::: Excerpt to read

Why did the doubly recursive fibonacci microbenchmark become relatively slower?

In the original microbenchmarks, Julia was a bit behind C/Fortran (~1.3x) on fib(n) = n < 2 ? n : fib(n - 1) + fib(n - 2) (note this is 64-bit on Julia, 32-bit on the others, but making fib type-generic didn’t make a difference for me). The most plausible explanation I could find was that non-inlined function calls have extra overhead for the GC, and it’s especially apparent in this benchmark where such calls are cheap and numerous by design. There are other microbenchmarks where Julia falls behind another language, but the function call overhead caught my eye.

The gap has widened to ~3.3x and ~4.9x, so I’m starting to doubt that explanation (why would our GC need more overhead, how is Fortran getting ahead?). I wouldn’t understand how the differences in assembly matter, so I’m asking for some insights. I don’t know where to find or how to reproduce these benchmarks at other points in time, so I don’t know when the gap started widening.

Here are the select numbers and links I got them from.

The updating Benchmarks · Julia Microbenchmarks, C/Fortran (gcc 13.3.0), Julia 1.12.5, GitHub Actions ubuntu-latest x86_64 (I don’t know the specifics):

Language fib(20) time (ms) relative to C relative to best (Fortran)
C 0.012957 1.0 1.465
Fortran 0.008844 0.6826 1.0
Julia 0.043365 3.3468 4.903

The old static Julia Micro-Benchmarks, C/Fortran (gcc 7.3.1), Julia v1.0.0, openSUSE LEAP 15.0 Linux, Intel® Core™ i7-3960X 3.30GHz CPU, 64GB 1600MHz DDR3 RAM:

Language fib(20) time (ms) relative to C relative to best (Fortran)
C 0.022732 1.0 1.0118
Fortran 0.022466 0.9883 1.0
Julia 0.030162 1.3269 1.3426
2 Likes

This function is non-allocating, so I don’t think GC is relevant?

Do I understand correctly you’re comparing different versions of all compilers on different machines? If so, that’s not really a 1:1 comparison.

I don’t think that old fib benchmark has any validity, cf godbolt

To describe what you should be seeing when clicking that link: gcc 13.3 with -O3 spits out non-recursive assembly for the fib thing.

1 Like

I pulled out the fib benchmark, using both @btime from BenchmarkTools.jl and the older @timeit macro from the Julia Microbenchmark.

If I use Clang (Apple clang version 17.0.0), which like Julia uses LLVM, then Julia (version 1.12.5, libLLVM-18.1.7) is still about 30% slower than C:

Julia, Julia Cint, and C (via @btime):
  12.750 μs (0 allocations: 0 bytes)
  12.791 μs (0 allocations: 0 bytes)
  9.875 μs (0 allocations: 0 bytes)

::::::

Goals:
• 1. From the two tables in the Julia benchmark thread, list every fib(20) time in milliseconds, with its language and the Julia version of its table.
• 2. Resume the Julia fibonacci benchmark thread after its last line of timings.
The material that follows is separate from the Julia benchmark thread above.

::: Dataset extract

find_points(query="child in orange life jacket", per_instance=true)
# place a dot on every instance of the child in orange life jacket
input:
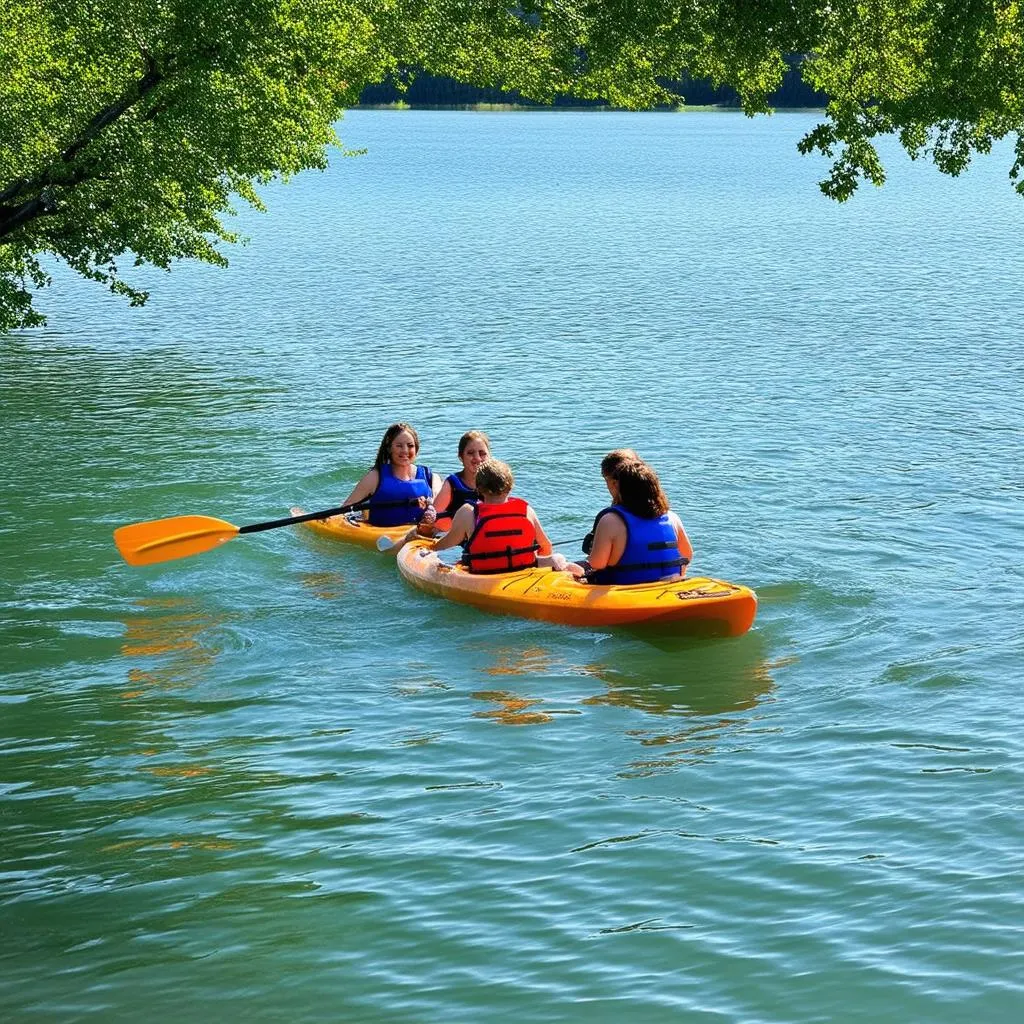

::::::

Expected responses:
• 1.
- C, Julia 1.12.5 table: 0.012957
- Fortran, Julia 1.12.5 table: 0.008844
- Julia, Julia 1.12.5 table: 0.043365
- C, Julia v1.0.0 table: 0.022732
- Fortran, Julia v1.0.0 table: 0.022466
- Julia, Julia v1.0.0 table: 0.030162

• 2.
Julia, Julia Cint, and C (via @timeit, times in ms):
julia,Julia Int,0.013416
julia,Julia Cint,0.014500
julia,C,0.010834

(this is on an Apple M4).

Code
using Test, BenchmarkTools

fib(n) = n < oftype(n, 2) ? n : fib(n - oftype(n, 1)) + fib(n - oftype(n, 2))

@test fib(20) == 6765
@test fib(Cint(20))::Cint == 6765

using BenchmarkTools

import Libdl
const Clib = "libfib"
Cfib = """
int fib(int n) {
    return n < 2 ? n : fib(n-1) + fib(n-2);
}
"""
open(`cc -fPIC -O3 -xc -shared -o $(Clib * "." * Libdl.dlext) -`, "w") do f
    print(f, Cfib)
end

cfib(n) = @ccall Clib.fib(n::Cint)::Cint

@test cfib(20) == 6765

const NITER = 5
using Printf: @printf
macro timeit(ex, name)
    quote
        t = zeros(NITER)
        for i = 0:NITER
            e = 1000 * (@elapsed $(esc(ex)))
            if i > 0
                t[i] = e  # i == 0 is JIT warmup
            end
        end
        @printf "julia,%s,%f\n" $(esc(name)) minimum(t)
        GC.gc()
    end
end

println("Julia, Julia Cint, and C (via @btime):")
@btime fib(20)
@btime fib(Cint(20))
@btime cfib(20)

println("\nJulia, Julia Cint, and C (via @timeit, times in ms):")
@timeit fib(20) "Julia Int"
@timeit fib(Cint(20)) "Julia Cint"
@timeit cfib(Cint(20)) "C"

By “non-recursive” presumably it is using explicit stack management? That is “fair” — it is still using the same exponential-time algorithm, just via an optimized implementation.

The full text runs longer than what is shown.